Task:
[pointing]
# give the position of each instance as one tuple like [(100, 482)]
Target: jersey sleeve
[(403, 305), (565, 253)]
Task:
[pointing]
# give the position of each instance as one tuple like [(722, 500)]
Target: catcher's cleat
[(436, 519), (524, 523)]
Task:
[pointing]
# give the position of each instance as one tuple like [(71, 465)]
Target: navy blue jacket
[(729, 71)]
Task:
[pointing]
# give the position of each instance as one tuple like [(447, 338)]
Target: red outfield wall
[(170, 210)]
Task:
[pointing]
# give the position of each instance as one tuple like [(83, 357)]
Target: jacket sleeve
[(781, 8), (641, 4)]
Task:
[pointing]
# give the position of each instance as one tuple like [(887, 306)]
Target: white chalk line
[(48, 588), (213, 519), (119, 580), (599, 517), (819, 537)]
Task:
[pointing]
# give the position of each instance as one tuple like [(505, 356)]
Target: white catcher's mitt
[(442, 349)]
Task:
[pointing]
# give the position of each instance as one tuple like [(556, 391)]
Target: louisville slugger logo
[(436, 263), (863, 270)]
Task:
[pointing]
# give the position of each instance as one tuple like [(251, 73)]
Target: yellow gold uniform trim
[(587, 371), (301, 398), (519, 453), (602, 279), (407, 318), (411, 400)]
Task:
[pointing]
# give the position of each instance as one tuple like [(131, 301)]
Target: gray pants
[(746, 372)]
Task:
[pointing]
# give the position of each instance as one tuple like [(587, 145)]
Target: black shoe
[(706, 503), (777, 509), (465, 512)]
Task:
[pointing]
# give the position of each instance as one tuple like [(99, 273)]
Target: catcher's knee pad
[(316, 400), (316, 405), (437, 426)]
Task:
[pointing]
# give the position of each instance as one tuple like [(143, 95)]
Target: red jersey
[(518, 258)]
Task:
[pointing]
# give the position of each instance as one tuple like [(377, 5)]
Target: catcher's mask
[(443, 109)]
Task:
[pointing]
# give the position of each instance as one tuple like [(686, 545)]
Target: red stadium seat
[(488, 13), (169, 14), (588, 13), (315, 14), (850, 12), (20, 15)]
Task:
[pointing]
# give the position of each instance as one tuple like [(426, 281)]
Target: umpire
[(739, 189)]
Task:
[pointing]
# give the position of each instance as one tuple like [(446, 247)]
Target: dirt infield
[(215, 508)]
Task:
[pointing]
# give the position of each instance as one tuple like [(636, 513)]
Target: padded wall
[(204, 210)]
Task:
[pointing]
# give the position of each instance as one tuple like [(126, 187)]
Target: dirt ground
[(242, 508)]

━━━━

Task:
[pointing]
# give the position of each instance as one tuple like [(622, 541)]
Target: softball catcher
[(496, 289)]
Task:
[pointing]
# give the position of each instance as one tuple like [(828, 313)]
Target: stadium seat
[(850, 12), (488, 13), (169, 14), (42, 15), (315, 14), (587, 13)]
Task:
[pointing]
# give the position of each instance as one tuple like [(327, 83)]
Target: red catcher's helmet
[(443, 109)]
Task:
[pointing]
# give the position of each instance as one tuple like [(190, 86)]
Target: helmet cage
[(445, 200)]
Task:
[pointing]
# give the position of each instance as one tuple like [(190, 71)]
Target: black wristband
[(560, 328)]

━━━━

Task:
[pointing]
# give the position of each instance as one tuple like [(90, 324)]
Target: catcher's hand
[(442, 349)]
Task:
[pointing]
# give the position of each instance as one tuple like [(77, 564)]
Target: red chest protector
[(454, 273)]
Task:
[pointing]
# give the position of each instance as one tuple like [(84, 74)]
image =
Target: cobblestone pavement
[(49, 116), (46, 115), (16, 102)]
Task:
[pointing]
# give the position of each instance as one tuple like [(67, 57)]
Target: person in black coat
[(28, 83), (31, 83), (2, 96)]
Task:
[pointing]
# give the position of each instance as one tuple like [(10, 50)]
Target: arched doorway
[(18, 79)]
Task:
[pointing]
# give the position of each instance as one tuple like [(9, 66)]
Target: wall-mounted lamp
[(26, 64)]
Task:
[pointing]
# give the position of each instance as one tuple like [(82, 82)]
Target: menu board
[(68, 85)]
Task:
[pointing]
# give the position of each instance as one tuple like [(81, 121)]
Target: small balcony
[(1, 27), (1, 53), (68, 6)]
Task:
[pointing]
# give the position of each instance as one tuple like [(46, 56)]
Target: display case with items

━━━━

(What is needed) Pick out every line of the records above that contains the word "white". Uppercase and lowercase letters count as different.

(The solution)
Target: white chalk line
Target: white catcher's mitt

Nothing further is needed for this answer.